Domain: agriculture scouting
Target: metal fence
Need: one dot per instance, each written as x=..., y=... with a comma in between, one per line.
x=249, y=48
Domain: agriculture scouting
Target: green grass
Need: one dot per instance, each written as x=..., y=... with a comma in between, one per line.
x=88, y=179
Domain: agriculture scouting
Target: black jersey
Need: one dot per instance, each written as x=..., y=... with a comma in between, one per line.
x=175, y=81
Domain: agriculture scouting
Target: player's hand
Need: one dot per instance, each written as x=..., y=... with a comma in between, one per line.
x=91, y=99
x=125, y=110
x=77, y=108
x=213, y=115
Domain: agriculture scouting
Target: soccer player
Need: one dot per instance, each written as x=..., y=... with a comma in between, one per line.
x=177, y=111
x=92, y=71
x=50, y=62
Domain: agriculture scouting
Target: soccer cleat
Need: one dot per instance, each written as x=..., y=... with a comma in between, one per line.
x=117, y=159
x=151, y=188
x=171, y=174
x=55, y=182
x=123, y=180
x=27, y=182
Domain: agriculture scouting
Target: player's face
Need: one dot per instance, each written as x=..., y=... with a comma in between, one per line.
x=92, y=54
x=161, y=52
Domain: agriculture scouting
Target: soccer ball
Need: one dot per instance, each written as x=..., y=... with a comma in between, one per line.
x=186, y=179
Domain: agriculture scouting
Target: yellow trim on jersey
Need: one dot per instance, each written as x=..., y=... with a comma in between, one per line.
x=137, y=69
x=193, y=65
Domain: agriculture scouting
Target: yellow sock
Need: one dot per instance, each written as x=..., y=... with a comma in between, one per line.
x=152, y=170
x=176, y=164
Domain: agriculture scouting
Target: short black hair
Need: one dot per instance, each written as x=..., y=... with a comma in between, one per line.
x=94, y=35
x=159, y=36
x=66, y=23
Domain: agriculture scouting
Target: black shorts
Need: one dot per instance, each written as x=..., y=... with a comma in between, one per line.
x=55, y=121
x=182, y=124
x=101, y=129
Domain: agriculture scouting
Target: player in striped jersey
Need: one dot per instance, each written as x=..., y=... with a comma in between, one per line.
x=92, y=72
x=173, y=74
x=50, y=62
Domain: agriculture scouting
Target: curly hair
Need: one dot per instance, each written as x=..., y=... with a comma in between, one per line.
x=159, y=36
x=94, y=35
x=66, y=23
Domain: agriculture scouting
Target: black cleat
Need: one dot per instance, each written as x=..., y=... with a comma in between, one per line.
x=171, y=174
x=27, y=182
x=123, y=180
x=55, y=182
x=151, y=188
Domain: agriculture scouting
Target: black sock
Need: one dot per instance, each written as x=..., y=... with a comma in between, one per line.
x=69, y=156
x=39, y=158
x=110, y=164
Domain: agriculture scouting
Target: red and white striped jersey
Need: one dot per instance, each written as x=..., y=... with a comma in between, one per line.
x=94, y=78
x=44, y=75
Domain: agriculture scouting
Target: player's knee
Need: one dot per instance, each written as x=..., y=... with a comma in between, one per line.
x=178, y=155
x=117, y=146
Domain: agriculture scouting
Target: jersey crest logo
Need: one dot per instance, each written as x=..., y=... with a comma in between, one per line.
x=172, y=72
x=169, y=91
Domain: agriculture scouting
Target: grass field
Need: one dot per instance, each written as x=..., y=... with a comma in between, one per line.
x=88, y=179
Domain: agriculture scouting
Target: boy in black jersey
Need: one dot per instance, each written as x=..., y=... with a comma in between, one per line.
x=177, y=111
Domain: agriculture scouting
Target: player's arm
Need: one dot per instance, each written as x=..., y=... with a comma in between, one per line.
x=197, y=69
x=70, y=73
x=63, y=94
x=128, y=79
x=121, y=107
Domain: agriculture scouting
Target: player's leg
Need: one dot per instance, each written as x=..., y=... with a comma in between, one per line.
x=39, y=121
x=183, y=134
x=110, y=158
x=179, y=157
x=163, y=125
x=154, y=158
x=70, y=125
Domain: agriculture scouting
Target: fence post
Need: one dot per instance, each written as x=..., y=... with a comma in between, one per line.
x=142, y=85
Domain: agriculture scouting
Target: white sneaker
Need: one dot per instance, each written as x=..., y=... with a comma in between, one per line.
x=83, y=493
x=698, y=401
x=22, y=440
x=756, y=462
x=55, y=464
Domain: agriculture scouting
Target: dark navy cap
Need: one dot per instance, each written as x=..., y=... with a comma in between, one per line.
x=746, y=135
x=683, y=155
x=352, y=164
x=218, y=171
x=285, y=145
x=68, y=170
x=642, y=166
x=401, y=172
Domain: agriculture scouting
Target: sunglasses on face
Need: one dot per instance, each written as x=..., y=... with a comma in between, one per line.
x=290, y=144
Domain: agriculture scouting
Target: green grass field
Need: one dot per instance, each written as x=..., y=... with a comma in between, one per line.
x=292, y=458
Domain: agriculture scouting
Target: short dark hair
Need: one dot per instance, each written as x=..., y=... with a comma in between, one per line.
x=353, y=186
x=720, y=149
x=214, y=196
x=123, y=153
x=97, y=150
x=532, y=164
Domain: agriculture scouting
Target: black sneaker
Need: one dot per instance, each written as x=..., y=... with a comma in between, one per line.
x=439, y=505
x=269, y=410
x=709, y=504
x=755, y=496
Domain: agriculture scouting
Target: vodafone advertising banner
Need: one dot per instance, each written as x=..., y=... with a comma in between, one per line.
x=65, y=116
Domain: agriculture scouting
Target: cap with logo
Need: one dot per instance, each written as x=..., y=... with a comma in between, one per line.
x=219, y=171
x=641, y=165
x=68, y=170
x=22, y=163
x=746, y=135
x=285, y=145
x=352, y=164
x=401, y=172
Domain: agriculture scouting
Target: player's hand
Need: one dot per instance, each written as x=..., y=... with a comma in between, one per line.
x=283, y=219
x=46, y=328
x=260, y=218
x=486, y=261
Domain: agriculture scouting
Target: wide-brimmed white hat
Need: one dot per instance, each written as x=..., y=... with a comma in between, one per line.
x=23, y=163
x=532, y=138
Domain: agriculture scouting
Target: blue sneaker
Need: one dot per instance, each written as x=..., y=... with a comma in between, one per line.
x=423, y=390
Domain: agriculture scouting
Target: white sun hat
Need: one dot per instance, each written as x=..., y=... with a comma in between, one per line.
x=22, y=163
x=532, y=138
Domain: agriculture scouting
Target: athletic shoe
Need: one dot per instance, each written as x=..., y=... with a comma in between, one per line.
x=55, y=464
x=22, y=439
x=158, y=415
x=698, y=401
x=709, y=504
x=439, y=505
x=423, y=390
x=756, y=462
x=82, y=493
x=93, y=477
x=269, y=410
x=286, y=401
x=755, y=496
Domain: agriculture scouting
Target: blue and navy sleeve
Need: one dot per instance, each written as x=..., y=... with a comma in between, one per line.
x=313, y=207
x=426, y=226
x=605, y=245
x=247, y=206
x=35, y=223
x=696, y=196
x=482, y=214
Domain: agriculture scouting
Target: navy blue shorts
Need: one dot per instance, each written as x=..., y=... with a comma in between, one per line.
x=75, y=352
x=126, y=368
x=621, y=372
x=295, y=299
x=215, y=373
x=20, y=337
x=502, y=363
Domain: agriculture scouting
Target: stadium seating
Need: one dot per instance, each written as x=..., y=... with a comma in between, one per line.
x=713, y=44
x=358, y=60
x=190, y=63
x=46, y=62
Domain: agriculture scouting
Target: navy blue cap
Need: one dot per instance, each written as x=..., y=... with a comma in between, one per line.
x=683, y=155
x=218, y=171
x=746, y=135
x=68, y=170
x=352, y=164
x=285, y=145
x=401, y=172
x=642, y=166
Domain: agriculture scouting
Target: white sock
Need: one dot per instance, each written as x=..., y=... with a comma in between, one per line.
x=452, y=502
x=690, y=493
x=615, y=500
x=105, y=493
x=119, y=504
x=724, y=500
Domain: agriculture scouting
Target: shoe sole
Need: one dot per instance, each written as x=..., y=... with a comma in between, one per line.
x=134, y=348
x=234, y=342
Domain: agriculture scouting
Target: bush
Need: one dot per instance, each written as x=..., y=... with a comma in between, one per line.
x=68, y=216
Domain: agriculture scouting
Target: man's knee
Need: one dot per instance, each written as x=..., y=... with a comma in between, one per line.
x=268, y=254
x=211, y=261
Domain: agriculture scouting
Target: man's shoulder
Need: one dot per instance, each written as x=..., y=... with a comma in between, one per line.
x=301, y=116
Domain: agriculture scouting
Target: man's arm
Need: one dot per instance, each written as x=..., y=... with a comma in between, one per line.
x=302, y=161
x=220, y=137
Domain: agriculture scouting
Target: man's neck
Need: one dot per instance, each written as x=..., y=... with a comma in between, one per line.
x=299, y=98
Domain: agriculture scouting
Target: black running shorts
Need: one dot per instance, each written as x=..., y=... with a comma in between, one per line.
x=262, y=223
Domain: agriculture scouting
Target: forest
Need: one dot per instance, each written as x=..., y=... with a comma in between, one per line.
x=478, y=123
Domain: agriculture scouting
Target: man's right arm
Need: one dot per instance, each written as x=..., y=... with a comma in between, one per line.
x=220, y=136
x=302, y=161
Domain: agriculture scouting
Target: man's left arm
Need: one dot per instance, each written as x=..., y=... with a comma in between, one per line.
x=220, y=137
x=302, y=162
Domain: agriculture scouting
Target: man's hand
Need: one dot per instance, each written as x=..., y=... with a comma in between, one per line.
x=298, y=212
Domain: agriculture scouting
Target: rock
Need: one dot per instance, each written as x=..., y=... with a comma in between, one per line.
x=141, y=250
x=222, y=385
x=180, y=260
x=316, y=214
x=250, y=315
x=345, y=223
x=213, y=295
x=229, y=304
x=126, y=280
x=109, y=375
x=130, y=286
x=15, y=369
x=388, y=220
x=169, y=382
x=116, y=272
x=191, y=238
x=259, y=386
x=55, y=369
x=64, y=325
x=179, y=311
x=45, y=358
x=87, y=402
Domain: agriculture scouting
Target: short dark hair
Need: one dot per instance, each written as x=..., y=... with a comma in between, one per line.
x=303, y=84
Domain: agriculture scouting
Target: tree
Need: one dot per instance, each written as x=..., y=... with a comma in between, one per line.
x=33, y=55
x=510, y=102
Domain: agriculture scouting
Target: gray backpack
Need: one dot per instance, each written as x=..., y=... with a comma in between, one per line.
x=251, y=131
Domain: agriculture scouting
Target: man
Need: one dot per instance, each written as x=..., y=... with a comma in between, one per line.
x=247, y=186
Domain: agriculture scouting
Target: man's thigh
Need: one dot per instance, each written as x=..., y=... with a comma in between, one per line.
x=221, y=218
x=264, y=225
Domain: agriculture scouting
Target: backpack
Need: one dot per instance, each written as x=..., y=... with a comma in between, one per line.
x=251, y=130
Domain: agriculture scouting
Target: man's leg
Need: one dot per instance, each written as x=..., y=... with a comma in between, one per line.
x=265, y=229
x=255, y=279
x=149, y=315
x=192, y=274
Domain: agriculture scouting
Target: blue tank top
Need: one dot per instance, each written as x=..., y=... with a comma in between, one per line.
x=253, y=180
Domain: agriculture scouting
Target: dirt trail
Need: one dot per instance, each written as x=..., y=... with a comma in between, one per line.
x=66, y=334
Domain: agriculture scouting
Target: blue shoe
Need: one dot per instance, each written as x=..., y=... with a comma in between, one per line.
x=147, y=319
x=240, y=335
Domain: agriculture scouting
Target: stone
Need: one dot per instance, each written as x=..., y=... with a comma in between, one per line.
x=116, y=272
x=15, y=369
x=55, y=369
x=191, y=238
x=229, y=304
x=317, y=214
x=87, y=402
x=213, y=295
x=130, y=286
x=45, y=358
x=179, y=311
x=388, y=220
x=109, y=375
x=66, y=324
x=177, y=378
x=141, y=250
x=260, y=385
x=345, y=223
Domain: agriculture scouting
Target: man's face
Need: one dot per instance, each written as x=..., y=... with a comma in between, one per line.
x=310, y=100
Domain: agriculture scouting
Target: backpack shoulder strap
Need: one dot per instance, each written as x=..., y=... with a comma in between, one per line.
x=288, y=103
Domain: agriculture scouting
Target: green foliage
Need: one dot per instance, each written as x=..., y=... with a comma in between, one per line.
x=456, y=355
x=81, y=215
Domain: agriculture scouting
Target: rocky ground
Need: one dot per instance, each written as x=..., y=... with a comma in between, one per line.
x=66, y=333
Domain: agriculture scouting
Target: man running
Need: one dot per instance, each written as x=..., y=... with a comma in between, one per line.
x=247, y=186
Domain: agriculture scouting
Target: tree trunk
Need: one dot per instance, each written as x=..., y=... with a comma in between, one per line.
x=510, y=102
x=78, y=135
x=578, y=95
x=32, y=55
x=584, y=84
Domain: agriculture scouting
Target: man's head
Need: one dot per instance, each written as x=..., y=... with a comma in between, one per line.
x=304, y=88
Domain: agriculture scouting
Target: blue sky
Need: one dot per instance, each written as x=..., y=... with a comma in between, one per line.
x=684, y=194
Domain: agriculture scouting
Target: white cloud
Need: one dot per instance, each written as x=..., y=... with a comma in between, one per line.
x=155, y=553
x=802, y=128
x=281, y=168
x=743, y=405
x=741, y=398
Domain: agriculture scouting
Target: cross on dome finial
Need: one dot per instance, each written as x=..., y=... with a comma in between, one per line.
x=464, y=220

-------------------------

◆ SHORT PROBLEM
Gather every line of the entries above that contains the string "field". Case counts, so only matches with the same capitalization qualify.

◆ CORRECT ANSWER
Target: grass field
Target: green grass field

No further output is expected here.